- Given information:
----

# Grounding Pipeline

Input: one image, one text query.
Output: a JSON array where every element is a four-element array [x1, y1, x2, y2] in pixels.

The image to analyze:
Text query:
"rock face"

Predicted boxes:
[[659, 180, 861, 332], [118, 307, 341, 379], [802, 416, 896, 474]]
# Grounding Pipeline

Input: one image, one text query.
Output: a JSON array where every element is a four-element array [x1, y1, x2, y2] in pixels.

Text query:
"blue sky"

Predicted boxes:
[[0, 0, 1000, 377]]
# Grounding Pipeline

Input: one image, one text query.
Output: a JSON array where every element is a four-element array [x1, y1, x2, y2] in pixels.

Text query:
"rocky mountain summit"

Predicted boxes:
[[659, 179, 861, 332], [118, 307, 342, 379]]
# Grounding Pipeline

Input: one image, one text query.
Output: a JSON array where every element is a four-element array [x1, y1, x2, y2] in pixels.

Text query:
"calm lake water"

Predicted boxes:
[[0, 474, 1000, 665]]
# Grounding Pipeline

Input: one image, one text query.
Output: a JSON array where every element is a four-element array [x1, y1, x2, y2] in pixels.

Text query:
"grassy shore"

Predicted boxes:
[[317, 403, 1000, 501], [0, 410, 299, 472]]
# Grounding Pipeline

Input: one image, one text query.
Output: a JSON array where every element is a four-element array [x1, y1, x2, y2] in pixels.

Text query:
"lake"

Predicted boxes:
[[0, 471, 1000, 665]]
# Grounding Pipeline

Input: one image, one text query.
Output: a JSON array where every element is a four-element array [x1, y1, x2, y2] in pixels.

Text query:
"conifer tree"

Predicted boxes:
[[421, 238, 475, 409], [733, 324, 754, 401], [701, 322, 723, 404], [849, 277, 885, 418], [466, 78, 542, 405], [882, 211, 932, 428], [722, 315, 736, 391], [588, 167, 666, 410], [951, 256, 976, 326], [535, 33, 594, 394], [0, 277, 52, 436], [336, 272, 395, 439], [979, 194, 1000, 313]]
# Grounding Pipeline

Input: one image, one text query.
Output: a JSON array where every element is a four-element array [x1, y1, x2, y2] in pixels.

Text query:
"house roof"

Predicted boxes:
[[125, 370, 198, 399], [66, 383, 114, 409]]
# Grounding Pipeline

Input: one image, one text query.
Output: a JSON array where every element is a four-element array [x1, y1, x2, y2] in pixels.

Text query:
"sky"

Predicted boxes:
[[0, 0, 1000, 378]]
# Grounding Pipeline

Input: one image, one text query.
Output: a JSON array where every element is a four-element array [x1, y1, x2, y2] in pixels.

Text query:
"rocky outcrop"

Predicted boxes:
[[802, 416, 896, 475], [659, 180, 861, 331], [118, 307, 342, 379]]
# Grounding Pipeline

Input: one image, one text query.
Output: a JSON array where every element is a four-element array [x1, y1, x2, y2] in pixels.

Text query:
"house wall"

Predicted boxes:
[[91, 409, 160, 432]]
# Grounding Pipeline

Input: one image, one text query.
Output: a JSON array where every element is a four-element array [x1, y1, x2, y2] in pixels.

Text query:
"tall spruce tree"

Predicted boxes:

----

- What the exercise asks: Rewrite all the items above, changing each "Predicted boxes" to "Detected regions" and leaving the rest untouched.

- Exercise output:
# Grounding Pipeline

Input: one image, one text query.
Output: a JSON array where every element is a four-element array [x1, y1, x2, y2] in pixels.

The image to analyze:
Text query:
"rock face"

Detected regions:
[[659, 180, 861, 332], [118, 307, 341, 379], [802, 416, 896, 474]]
# Grounding Pipeline

Input: one image, one text query.
Output: a JSON array where every element is a four-element array [x1, y1, x2, y2] in pixels.

Text query:
"blue sky"

Detected regions:
[[0, 0, 1000, 377]]
# Grounding Pipeline

Input: one image, one text query.
Output: a JSON array where every element is a four-element array [x1, y1, x2, y2] in pixels.

Text query:
"rocky mountain summit"

Detected regions:
[[659, 179, 861, 332], [118, 307, 342, 379]]
# Grounding Pipeline

Input: one image, one text query.
Output: a JSON array where every element is a four-element array [x1, y1, x2, y2] in pixels.

Text query:
"calm lake water"

Detected regions:
[[0, 474, 1000, 665]]
# Grounding Pipeline

Input: one image, one text query.
Output: a JSON array where every element is a four-element array [x1, y1, x2, y2] in pixels.

Text query:
"grassy shore"

Detected regions:
[[317, 403, 1000, 501], [0, 410, 299, 472]]
# Grounding Pipeline

Input: one image, one text query.
Output: a JSON array where every element is a four-element array [x1, y1, x2, y2] in pixels.

Text query:
"lake"

Detected regions:
[[0, 471, 1000, 665]]
# Grounding Pipeline

Input: one image, one text query.
Output: a JSON array where every element is a four-element array [x1, y1, x2, y2] in pixels.

Text query:
"conifer tree"

Detected regions:
[[421, 238, 475, 409], [733, 324, 754, 401], [701, 322, 723, 404], [849, 277, 885, 418], [466, 78, 542, 405], [882, 211, 932, 428], [722, 315, 736, 391], [588, 167, 666, 410], [951, 256, 976, 326], [535, 33, 594, 394], [0, 277, 52, 436], [336, 272, 395, 439], [979, 194, 1000, 313]]
# Grounding Pipeline

Input: one image, one text query.
Output: a JSON array where every element is a four-element array [x1, y1, x2, y2] in pixels.

Text query:
"house roof"

Detected regions:
[[125, 370, 198, 399], [66, 383, 114, 409]]
# Grounding Pipeline

Input: one image, one text query.
Output: a JSON array where every element is a four-element array [x1, y1, x2, y2] in pixels.

Text query:
"sky"

Detected regions:
[[0, 0, 1000, 378]]
# Grounding Pipeline

Input: one image, one text query.
Output: a JSON array where every element is a four-element array [x1, y1, x2, y2] in pixels.

Text query:
"rocky outcrop"

Detected regions:
[[802, 416, 896, 475], [659, 180, 861, 331], [118, 307, 342, 379]]
# Grounding Pipeline

Input: one image, one text query.
Output: a JSON array where every element is a four-element array [x1, y1, x2, y2] in pixels.

Text query:
"house wall"

Detected regions:
[[91, 409, 160, 432]]
# Grounding Pipeline

Input: one image, one text query.
Output: a JSON array where every element is a four-element array [x1, y1, x2, y2] in pixels.

Text query:
"tall spruce tree"

Detected regions:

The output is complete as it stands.